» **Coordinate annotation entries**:
▬▬▬

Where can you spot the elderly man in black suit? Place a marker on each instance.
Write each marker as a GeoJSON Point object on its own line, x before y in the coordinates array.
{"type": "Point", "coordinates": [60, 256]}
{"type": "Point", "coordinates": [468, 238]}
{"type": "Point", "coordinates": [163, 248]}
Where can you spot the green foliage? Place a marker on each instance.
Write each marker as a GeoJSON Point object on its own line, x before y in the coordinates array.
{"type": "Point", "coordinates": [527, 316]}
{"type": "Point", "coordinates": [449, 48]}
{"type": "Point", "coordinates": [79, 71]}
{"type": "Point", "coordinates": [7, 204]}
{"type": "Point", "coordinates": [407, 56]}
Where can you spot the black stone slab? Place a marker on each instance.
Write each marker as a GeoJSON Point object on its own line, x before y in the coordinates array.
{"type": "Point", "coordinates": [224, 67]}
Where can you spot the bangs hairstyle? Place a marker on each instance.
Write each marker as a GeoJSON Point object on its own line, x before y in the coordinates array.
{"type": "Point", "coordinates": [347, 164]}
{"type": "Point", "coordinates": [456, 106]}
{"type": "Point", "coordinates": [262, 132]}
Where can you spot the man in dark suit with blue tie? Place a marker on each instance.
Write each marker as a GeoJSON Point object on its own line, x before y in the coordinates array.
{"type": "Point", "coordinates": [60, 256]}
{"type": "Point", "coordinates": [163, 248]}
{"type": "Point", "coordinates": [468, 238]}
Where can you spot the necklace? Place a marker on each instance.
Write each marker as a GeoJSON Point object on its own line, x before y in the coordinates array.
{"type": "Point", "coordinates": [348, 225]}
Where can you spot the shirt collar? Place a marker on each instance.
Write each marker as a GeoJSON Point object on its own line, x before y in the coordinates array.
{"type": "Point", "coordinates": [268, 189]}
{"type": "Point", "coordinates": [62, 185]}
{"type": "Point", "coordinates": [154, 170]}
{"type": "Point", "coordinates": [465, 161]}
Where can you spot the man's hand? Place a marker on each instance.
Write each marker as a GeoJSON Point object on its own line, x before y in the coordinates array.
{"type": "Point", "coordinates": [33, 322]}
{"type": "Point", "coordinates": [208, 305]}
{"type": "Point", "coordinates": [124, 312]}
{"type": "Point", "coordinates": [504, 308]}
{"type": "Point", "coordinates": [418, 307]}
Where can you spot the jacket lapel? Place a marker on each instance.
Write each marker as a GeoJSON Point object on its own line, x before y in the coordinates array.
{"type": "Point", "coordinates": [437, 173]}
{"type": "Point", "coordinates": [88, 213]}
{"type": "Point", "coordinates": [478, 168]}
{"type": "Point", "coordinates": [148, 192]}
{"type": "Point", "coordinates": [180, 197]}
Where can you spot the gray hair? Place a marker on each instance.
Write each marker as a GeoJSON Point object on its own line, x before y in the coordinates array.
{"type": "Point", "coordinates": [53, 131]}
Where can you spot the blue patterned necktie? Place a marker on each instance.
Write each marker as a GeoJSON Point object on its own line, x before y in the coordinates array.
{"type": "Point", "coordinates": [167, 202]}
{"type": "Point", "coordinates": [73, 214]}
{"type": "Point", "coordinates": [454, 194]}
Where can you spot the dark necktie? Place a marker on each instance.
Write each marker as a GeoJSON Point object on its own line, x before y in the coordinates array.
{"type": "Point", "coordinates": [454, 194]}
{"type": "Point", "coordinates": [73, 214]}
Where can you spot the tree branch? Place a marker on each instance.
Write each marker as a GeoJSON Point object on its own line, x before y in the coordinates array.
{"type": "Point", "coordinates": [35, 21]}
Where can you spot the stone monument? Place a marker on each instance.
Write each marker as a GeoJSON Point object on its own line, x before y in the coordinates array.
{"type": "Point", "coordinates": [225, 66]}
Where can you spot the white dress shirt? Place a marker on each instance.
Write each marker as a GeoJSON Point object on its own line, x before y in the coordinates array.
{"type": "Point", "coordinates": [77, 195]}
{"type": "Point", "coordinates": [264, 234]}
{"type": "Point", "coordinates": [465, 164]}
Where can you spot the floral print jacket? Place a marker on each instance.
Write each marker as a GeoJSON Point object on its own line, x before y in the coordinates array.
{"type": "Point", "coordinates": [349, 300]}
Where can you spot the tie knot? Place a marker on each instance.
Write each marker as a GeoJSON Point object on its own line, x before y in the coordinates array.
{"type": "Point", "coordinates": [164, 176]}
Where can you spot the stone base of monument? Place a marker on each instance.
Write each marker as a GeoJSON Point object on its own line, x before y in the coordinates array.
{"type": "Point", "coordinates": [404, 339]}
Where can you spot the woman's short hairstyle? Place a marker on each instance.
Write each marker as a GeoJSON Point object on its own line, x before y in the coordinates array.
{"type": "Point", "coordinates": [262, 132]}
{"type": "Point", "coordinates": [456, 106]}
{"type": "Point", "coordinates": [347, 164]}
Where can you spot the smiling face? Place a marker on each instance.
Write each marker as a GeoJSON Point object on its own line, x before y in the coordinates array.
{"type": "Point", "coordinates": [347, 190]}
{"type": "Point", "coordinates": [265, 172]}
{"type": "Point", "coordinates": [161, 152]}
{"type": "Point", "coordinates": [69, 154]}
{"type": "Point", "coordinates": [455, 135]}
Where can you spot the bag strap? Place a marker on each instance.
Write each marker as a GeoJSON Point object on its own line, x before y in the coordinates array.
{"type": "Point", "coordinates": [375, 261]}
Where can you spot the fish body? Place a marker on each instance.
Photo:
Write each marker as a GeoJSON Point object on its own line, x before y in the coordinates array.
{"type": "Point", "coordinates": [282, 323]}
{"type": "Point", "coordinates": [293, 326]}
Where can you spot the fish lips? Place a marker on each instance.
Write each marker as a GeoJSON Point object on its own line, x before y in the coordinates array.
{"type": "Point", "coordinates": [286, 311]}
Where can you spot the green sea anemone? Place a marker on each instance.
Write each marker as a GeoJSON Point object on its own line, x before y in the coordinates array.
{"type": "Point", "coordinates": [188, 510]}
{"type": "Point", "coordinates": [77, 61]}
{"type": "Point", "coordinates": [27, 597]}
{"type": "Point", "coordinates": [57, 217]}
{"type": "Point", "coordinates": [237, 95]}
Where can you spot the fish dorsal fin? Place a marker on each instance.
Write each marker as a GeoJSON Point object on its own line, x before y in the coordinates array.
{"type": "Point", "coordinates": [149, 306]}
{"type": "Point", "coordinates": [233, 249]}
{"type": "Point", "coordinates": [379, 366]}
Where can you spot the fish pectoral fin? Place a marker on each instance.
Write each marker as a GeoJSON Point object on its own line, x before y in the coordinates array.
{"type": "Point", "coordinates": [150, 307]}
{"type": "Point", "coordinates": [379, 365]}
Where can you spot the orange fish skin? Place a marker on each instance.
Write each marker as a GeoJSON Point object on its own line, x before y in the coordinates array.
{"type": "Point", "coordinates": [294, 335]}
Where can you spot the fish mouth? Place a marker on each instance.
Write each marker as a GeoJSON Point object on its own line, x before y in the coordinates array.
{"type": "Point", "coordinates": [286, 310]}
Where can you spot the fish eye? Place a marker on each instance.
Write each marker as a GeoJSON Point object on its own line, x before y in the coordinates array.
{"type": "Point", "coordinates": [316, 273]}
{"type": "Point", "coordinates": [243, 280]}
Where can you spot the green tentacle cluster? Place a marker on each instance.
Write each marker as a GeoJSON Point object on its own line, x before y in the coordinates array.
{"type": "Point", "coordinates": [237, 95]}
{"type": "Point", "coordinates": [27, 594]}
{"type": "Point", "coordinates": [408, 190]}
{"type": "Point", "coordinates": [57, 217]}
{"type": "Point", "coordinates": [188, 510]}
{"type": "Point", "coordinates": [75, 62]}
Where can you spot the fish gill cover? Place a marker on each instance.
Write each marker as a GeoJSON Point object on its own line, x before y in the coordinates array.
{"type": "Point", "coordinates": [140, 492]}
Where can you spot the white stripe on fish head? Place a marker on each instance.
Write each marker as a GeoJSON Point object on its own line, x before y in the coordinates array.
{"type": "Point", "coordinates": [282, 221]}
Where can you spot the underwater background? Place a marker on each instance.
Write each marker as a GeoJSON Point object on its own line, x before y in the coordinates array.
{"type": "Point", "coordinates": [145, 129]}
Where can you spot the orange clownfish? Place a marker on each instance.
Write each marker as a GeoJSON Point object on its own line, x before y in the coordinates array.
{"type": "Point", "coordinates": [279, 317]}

▬▬▬

» **Written request**: Output, unchanged, the lines from the line with "Where can you spot the green tentacle" through the final line of the material.

» **Complete answer**:
Where can you spot the green tentacle cluster? Place a marker on each instance.
Write each marker as a GeoJSON Point object on its own line, x before y in the coordinates array.
{"type": "Point", "coordinates": [237, 95]}
{"type": "Point", "coordinates": [27, 594]}
{"type": "Point", "coordinates": [408, 190]}
{"type": "Point", "coordinates": [57, 217]}
{"type": "Point", "coordinates": [188, 510]}
{"type": "Point", "coordinates": [75, 62]}
Where can you spot the fish gill cover? Place a marker on each instance.
Write each marker as a GeoJSON Point object on its own line, x before y in the coordinates array.
{"type": "Point", "coordinates": [140, 492]}
Where can you spot the white stripe on fish head? Place a marker on each instance.
Write each marker as a GeoJSON Point object on its own line, x before y in the coordinates array.
{"type": "Point", "coordinates": [282, 221]}
Where can you spot the underwater background? Place a marker on each instance.
Write each marker as a GeoJSON Point object on its own line, x before y in the coordinates array.
{"type": "Point", "coordinates": [145, 129]}
Where can you spot the orange clownfish? Place a marker on each instance.
Write each marker as a GeoJSON Point object on its own line, x before y in the coordinates array.
{"type": "Point", "coordinates": [279, 317]}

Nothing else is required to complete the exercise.